>> begin MATERIAL PROVIDED

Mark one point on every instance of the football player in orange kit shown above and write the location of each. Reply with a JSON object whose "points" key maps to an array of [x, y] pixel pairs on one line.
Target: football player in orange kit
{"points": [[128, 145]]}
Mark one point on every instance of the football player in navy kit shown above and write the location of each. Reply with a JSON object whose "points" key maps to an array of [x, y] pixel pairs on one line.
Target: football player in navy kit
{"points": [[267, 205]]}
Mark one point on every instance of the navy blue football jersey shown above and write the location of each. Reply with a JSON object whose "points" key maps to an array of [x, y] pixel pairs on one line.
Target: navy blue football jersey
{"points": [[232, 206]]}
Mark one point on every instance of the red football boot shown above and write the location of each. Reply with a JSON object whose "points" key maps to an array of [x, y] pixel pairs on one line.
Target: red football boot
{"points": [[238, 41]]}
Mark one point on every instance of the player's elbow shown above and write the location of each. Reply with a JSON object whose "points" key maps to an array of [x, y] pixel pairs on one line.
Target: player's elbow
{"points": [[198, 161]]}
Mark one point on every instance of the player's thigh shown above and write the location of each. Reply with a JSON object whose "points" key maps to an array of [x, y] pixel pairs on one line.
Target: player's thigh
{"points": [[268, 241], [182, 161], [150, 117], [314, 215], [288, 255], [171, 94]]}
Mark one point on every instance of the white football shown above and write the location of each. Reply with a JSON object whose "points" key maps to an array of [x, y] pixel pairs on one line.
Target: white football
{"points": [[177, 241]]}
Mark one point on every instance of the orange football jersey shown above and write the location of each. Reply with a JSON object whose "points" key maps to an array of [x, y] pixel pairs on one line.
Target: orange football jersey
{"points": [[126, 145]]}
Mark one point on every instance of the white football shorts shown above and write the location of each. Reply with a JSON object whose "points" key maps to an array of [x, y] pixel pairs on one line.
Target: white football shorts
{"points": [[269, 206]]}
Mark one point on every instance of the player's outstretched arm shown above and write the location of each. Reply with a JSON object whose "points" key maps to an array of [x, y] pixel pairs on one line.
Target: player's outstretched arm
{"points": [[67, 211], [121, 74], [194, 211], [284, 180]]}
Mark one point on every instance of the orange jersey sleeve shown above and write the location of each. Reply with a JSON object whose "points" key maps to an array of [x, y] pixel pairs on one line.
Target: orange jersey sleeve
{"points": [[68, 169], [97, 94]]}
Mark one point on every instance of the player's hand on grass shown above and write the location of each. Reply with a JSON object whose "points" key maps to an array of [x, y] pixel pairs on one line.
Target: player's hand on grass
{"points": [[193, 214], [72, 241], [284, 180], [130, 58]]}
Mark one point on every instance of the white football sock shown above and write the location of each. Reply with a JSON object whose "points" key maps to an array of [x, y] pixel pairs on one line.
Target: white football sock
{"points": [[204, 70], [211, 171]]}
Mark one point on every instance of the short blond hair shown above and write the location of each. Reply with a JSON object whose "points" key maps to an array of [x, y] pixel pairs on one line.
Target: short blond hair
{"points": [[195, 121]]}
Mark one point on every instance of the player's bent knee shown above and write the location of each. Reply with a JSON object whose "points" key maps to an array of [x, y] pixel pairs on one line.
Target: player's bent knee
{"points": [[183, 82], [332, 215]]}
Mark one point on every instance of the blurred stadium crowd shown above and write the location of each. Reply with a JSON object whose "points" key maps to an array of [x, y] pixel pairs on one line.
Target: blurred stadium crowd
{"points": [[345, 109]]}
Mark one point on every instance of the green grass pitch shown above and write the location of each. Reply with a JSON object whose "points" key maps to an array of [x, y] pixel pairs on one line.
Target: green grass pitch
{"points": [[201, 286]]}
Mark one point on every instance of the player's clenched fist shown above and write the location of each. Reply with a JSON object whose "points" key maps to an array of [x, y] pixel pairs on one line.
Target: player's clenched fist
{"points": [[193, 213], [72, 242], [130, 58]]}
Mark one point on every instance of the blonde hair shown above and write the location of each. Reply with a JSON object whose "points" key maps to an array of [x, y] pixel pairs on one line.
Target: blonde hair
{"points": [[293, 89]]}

>> end MATERIAL PROVIDED

▶ TASK DESCRIPTION: Reproduce word for word the stretch of the listing from the line containing "Mark one point on every instance of the blonde" through the end of the listing.

▶ SOLUTION FOR THIS TASK:
Mark one point on every instance of the blonde hair shown above and write the location of each. Reply with a JSON object whose "points" key maps to an array of [x, y] pixel pairs on one line.
Target: blonde hair
{"points": [[293, 89]]}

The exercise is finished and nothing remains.